__Given instruction__. Gather every line in the records below that contains the word "water", and copy each one out in full.

===== Input material =====

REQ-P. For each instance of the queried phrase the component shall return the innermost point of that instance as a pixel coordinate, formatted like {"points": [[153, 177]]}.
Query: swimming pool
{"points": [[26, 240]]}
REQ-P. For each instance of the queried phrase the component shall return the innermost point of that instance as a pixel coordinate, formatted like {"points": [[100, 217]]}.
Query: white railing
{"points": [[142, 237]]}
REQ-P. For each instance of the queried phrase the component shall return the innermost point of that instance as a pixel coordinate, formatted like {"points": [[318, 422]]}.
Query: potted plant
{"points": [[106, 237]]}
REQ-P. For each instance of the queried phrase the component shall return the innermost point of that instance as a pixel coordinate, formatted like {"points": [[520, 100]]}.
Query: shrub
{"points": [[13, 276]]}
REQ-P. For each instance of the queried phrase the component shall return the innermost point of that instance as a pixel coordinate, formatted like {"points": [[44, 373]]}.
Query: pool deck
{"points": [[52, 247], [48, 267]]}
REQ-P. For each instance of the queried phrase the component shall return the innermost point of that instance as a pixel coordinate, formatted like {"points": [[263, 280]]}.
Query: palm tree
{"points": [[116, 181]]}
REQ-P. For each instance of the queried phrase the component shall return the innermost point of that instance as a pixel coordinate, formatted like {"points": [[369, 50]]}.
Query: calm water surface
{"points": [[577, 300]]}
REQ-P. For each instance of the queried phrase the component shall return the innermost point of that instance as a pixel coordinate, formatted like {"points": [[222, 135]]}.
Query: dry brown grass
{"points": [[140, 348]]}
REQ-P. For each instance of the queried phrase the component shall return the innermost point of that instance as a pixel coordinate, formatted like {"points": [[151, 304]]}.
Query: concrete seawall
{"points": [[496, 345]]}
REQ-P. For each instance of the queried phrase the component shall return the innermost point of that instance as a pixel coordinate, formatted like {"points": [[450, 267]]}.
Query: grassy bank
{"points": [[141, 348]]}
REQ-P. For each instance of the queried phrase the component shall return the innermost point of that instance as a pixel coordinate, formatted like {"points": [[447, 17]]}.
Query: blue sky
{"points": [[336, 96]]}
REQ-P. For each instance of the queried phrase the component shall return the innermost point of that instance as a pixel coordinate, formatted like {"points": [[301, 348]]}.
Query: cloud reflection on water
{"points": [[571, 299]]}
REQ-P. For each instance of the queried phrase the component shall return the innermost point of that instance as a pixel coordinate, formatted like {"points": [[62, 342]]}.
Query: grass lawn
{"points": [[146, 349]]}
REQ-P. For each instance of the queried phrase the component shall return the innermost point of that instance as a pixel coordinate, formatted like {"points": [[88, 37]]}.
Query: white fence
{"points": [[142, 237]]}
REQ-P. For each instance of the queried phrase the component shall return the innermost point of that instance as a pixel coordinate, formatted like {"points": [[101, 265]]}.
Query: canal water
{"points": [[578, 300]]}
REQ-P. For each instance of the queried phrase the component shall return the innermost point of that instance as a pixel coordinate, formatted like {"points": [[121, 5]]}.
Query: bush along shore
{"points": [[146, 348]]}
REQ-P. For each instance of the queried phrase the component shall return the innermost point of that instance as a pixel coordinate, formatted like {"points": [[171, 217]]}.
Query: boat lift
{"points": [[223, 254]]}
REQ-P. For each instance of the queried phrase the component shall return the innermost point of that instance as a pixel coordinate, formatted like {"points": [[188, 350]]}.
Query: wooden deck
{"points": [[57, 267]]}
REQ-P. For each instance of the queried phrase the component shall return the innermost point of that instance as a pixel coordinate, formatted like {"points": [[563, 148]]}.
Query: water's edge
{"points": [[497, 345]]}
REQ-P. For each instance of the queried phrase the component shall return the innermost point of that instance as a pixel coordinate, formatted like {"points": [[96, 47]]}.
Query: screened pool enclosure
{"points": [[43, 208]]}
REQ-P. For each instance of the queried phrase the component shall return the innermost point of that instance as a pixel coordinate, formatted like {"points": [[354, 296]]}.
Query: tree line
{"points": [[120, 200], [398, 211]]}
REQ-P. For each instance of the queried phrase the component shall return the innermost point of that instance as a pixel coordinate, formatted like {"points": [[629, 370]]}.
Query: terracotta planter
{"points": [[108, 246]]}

=====

__Response to the task__.
Query: calm water surface
Query: cloud reflection on water
Query: canal water
Query: water's edge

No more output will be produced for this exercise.